**Set task:**
Rewrite everything in the listing from "Target: drinking glass" down to "left=102, top=95, right=197, bottom=259", putting "Object" wherever "Target" appears and leaving the rest as it is.

— START Given records —

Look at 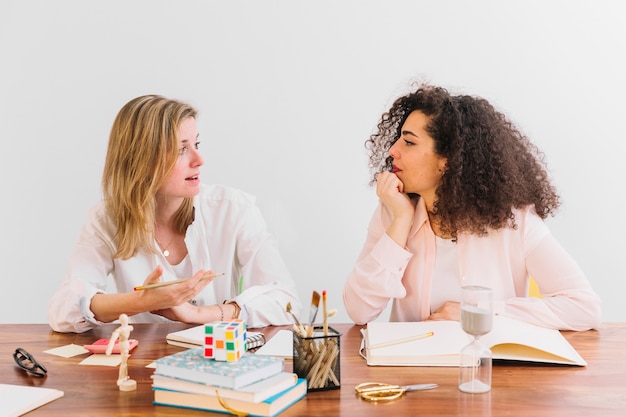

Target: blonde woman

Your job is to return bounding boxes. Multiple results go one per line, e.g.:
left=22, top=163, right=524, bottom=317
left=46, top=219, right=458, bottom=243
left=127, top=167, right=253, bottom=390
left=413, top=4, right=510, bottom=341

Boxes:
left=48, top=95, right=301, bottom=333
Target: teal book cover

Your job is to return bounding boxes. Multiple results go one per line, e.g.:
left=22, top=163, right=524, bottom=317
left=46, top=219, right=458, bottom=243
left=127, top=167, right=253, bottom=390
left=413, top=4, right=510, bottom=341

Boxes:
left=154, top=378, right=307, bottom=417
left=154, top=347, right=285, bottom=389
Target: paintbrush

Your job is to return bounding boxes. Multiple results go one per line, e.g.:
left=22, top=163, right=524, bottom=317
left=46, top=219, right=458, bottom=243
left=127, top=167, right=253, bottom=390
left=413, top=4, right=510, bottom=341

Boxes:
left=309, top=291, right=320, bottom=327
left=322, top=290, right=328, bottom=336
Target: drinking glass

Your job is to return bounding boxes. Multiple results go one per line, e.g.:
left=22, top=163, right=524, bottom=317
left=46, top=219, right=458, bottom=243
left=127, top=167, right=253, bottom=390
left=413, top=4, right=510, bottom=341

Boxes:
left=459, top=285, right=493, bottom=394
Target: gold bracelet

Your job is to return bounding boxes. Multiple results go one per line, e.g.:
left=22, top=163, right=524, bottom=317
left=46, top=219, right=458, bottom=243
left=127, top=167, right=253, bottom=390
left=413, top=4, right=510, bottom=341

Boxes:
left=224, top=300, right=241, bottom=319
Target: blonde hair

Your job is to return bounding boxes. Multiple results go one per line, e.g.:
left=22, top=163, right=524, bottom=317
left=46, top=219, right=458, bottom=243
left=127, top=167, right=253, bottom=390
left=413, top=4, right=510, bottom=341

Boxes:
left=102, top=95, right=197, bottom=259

— END Given records —
— START Given records —

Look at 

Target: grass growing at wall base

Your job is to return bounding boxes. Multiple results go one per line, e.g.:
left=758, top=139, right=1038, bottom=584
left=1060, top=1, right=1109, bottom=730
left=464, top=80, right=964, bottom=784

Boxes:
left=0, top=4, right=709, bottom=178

— END Given records —

**Correct answer:**
Object: drinking glass

Your job is to return bounding boxes. Multiple results go one per line, e.g.:
left=22, top=163, right=524, bottom=317
left=46, top=219, right=458, bottom=243
left=127, top=167, right=253, bottom=390
left=413, top=4, right=510, bottom=341

Boxes:
left=459, top=285, right=493, bottom=394
Object: gold bracelet

Your job is to return bounding boxes. Multiple results go one per line, e.g.:
left=22, top=163, right=524, bottom=317
left=46, top=219, right=458, bottom=243
left=127, top=167, right=253, bottom=390
left=413, top=4, right=510, bottom=341

Boxes:
left=224, top=300, right=241, bottom=319
Object: blonde hair

Your job is to return bounding boxes. Multiple results go one per line, e.g.:
left=22, top=163, right=524, bottom=317
left=46, top=219, right=458, bottom=243
left=127, top=167, right=253, bottom=390
left=413, top=4, right=510, bottom=341

Boxes:
left=102, top=95, right=197, bottom=259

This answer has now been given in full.